● **INSTRUCTIONS FOR THE TASK**: Extract every line below that contains the string "output". The match is case-sensitive.
* start EXTRACTED MATERIAL *
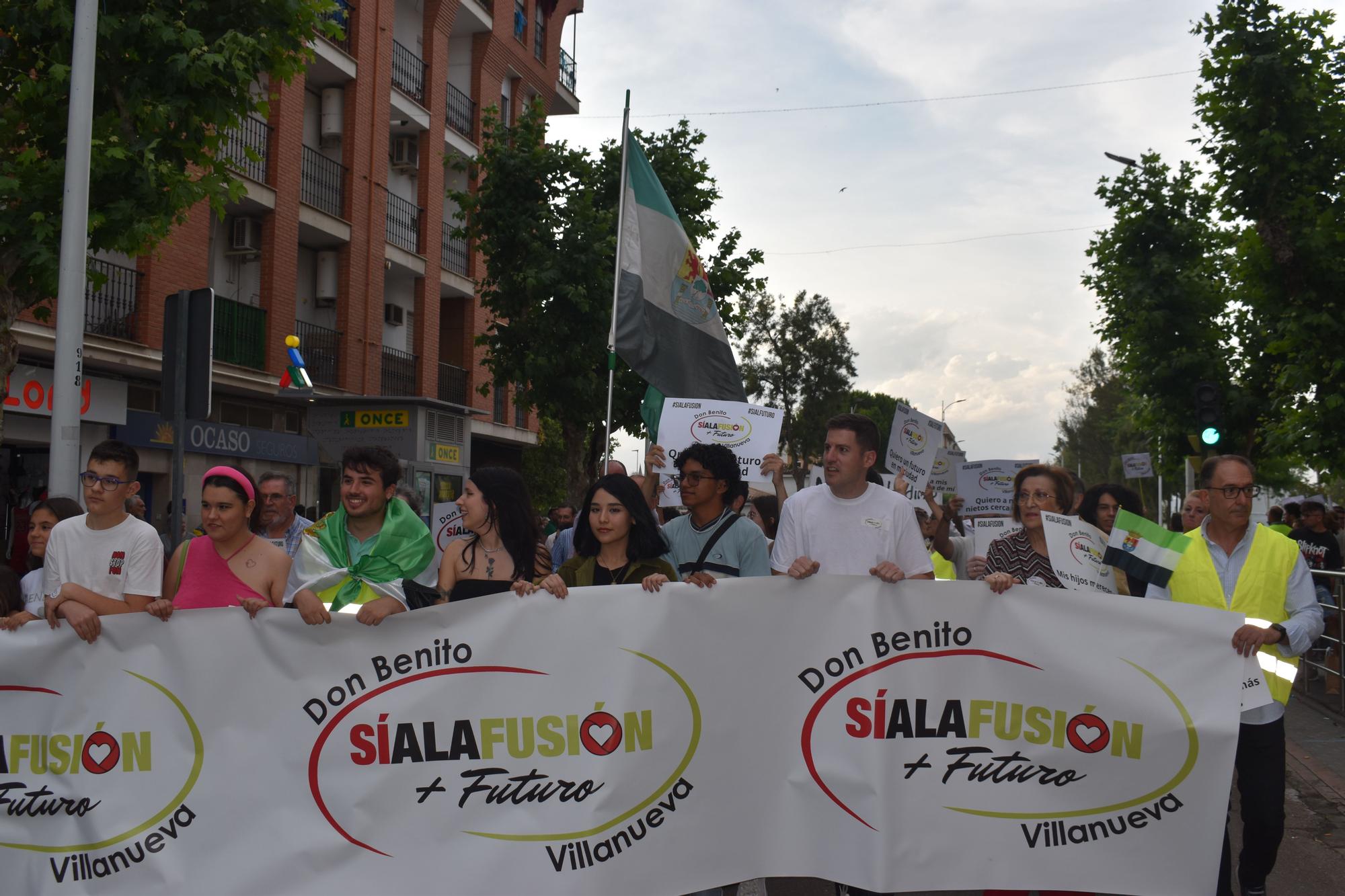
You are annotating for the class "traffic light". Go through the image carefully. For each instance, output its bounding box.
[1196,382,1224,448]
* end EXTRACTED MATERIAL *
* start EXTRACTED MATERIAL *
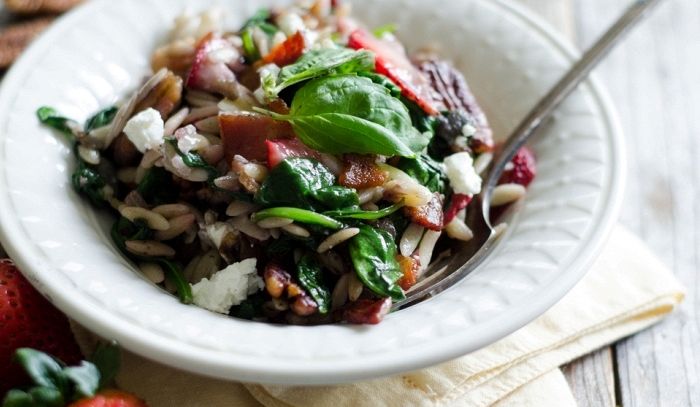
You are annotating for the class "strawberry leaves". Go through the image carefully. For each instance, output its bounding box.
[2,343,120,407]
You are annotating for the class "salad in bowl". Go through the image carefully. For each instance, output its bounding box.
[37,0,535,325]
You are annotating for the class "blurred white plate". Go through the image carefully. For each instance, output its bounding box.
* end EXTRACTED MATERIAL *
● **TASK ANSWER**:
You are annotating for the class "traffic light". Go through the image carefully. For each instance, output its bounding box.
You are annotating for the class "strawberry leaves". Go through the image carefully. For each instance, output its bounding box.
You are annotating for the class "salad in bowl". Go through the image carefully. For each instance, output its bounding box.
You are annotating for the class "blurred white plate". Go through the image carefully. For each instance, output its bounding box.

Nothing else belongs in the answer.